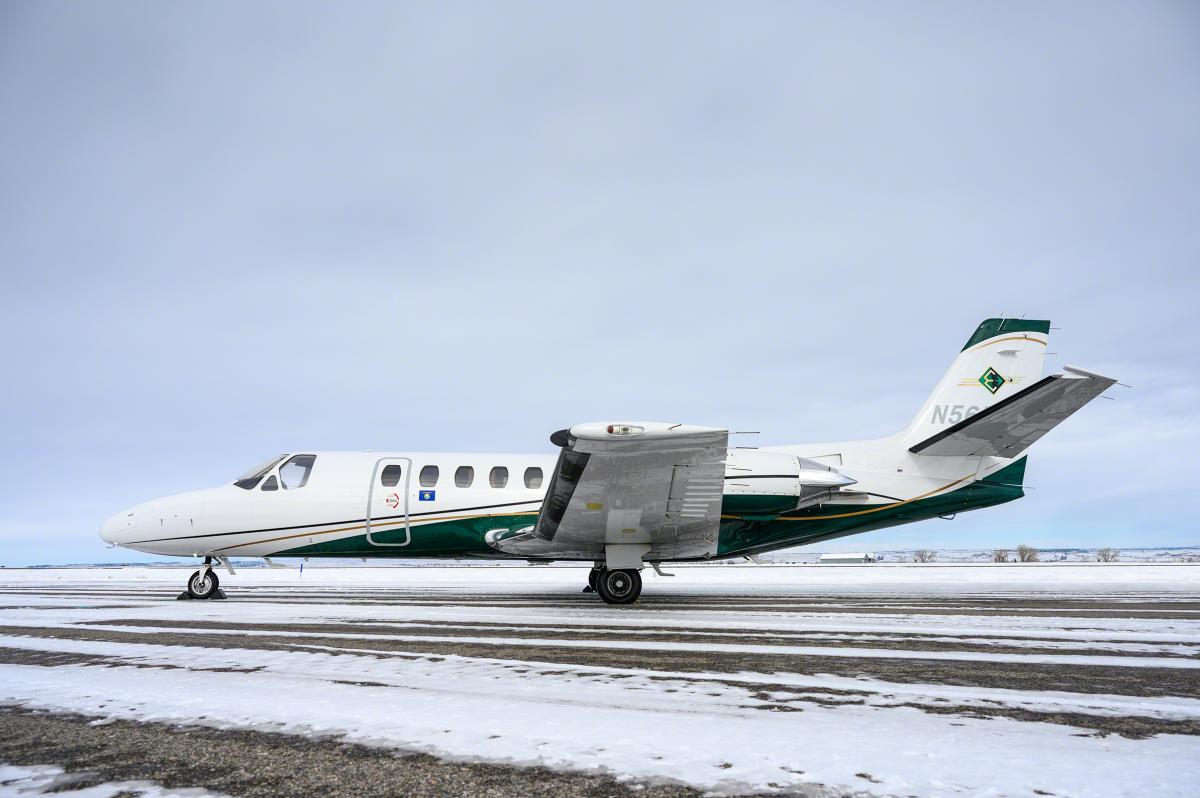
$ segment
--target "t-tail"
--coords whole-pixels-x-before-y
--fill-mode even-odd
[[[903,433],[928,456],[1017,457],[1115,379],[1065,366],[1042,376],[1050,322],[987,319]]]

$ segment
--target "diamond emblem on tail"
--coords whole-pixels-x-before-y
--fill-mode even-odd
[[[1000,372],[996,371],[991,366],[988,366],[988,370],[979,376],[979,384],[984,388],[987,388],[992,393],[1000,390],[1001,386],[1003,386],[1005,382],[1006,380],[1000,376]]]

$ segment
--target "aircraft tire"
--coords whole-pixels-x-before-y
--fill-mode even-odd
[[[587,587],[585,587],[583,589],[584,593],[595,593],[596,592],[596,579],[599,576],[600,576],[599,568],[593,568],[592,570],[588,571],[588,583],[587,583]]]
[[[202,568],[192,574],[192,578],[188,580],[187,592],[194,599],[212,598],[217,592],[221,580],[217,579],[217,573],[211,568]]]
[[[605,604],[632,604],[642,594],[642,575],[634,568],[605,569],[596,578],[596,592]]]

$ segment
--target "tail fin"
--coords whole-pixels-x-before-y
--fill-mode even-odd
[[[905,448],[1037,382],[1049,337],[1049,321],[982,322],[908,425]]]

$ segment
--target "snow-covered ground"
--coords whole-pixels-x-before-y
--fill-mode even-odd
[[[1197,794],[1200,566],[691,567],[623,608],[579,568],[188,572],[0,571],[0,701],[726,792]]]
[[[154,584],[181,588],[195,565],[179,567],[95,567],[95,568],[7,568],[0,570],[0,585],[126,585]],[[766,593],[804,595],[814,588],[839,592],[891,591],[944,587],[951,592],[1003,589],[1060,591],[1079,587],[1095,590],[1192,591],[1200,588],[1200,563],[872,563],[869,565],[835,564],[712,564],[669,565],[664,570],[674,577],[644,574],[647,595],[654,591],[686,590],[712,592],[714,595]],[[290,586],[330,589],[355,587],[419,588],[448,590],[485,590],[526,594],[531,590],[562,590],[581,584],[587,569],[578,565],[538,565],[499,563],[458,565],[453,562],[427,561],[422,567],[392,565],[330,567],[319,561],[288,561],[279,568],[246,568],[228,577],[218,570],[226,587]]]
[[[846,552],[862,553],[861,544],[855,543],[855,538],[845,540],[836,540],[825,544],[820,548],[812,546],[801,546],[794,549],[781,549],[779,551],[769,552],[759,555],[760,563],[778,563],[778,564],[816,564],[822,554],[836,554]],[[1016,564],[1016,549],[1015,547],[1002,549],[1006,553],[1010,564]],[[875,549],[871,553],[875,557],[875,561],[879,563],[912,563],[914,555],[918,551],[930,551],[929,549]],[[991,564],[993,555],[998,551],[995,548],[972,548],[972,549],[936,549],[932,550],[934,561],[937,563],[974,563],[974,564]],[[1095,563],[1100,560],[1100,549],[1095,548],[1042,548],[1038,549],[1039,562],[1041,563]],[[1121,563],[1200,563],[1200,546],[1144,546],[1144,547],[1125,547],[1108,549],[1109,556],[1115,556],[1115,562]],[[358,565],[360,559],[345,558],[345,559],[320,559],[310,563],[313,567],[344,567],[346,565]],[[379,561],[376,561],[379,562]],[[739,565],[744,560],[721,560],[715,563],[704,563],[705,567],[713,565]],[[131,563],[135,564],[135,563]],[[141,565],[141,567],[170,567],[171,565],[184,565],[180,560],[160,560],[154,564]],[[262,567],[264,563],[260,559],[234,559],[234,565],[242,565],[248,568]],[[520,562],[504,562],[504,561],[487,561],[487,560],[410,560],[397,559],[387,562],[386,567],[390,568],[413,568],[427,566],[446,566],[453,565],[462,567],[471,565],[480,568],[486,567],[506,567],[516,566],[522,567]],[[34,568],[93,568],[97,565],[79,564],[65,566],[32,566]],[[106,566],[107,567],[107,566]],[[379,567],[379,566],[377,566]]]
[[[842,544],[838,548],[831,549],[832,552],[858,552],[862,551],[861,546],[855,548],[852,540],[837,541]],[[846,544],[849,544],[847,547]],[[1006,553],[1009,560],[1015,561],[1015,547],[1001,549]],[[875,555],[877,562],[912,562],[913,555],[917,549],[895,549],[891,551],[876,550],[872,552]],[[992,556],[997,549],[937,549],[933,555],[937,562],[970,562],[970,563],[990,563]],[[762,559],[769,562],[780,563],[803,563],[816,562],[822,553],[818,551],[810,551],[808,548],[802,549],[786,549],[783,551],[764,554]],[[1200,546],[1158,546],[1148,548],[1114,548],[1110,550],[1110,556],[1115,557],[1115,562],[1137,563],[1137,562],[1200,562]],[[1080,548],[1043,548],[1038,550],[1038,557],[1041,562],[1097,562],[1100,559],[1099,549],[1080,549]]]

----------

Every line of the listing above is to be repeated exactly, with its pictures left out.

$ segment
--target "t-tail"
--coords whole-pixels-x-before-y
--fill-mode even-odd
[[[903,433],[928,456],[1017,457],[1115,379],[1065,366],[1042,376],[1050,322],[987,319]]]

$ segment
--target "diamond emblem on tail"
--coords whole-pixels-x-before-y
--fill-mode even-odd
[[[1000,372],[996,371],[991,366],[988,366],[988,370],[979,376],[979,384],[984,388],[987,388],[992,393],[1000,390],[1001,386],[1003,386],[1005,382],[1006,380],[1000,376]]]

$ segment
--target "aircraft tire"
--coords whole-pixels-x-before-y
--fill-mode even-odd
[[[587,587],[585,587],[583,589],[584,593],[595,593],[596,592],[596,579],[599,576],[600,576],[599,568],[593,568],[592,570],[588,571],[588,583],[587,583]]]
[[[202,568],[192,574],[192,578],[188,580],[187,592],[194,599],[212,598],[217,592],[221,580],[217,579],[217,573],[211,568]]]
[[[605,604],[632,604],[642,594],[642,575],[634,568],[605,569],[596,578],[596,592]]]

$ segment
--target "tail fin"
--coords whole-pixels-x-before-y
--fill-mode even-odd
[[[905,448],[1037,382],[1049,337],[1049,321],[982,322],[908,425]]]

$ segment
--target "snow-covered ground"
--coords whole-pixels-x-before-y
--fill-mode even-odd
[[[1197,794],[1200,566],[691,567],[623,608],[579,568],[188,572],[0,571],[0,701],[726,792]]]
[[[154,584],[181,588],[195,565],[179,567],[95,567],[95,568],[7,568],[0,570],[0,585],[126,585]],[[766,593],[804,595],[814,588],[839,592],[891,591],[944,587],[951,592],[1003,589],[1060,591],[1079,587],[1095,590],[1192,591],[1200,588],[1200,563],[872,563],[869,565],[835,564],[712,564],[669,565],[664,570],[674,577],[644,574],[647,595],[654,591],[686,590],[712,592],[714,595]],[[290,586],[330,589],[355,587],[419,588],[448,590],[485,590],[526,594],[531,590],[562,590],[581,584],[587,569],[578,565],[538,565],[499,563],[458,565],[453,562],[427,561],[422,567],[392,565],[330,567],[319,561],[288,561],[279,568],[246,568],[228,577],[218,570],[226,587]]]
[[[846,552],[862,553],[861,544],[855,543],[855,538],[845,540],[836,540],[825,544],[820,548],[812,546],[801,546],[794,549],[781,549],[779,551],[769,552],[759,555],[760,563],[778,563],[778,564],[816,564],[822,554],[836,554]],[[1016,564],[1016,549],[1015,547],[1002,549],[1006,553],[1010,564]],[[875,549],[871,553],[875,557],[875,561],[879,563],[912,563],[914,555],[918,551],[930,551],[929,549]],[[991,564],[993,555],[998,551],[995,548],[972,548],[972,549],[936,549],[932,550],[934,561],[937,563],[974,563],[974,564]],[[1095,563],[1100,560],[1100,549],[1095,548],[1042,548],[1038,549],[1039,562],[1041,563]],[[1121,563],[1200,563],[1200,546],[1144,546],[1144,547],[1125,547],[1108,549],[1109,556],[1115,556],[1115,562]],[[358,565],[360,559],[345,558],[345,559],[320,559],[310,563],[313,567],[344,567],[346,565]],[[379,561],[376,561],[379,562]],[[739,565],[744,560],[721,560],[715,563],[704,563],[705,567],[713,565]],[[131,563],[135,564],[135,563]],[[141,565],[141,567],[170,567],[171,565],[184,565],[180,560],[160,560],[154,564]],[[262,567],[264,563],[260,559],[234,559],[234,565],[242,565],[248,568]],[[520,562],[504,562],[504,561],[487,561],[487,560],[410,560],[397,559],[387,562],[386,567],[390,568],[413,568],[427,566],[446,566],[453,565],[462,567],[471,565],[480,568],[486,567],[506,567],[516,566],[522,567]],[[34,568],[93,568],[97,565],[79,564],[65,566],[32,566]],[[106,566],[107,567],[107,566]],[[379,567],[379,566],[377,566]]]
[[[842,544],[838,548],[831,549],[832,552],[858,552],[862,551],[861,546],[855,548],[852,540],[837,541]],[[846,544],[849,544],[847,547]],[[1006,553],[1009,560],[1015,561],[1015,547],[1001,549]],[[875,555],[877,562],[912,562],[913,555],[917,549],[895,549],[891,551],[876,550],[872,552]],[[992,556],[997,549],[937,549],[933,555],[937,562],[970,562],[970,563],[990,563]],[[762,559],[769,562],[780,563],[803,563],[816,562],[822,553],[818,551],[810,551],[808,548],[802,549],[786,549],[783,551],[764,554]],[[1200,546],[1158,546],[1148,548],[1114,548],[1110,550],[1110,556],[1115,557],[1115,562],[1137,563],[1137,562],[1200,562]],[[1080,548],[1043,548],[1038,550],[1038,557],[1041,562],[1097,562],[1100,559],[1099,549],[1080,549]]]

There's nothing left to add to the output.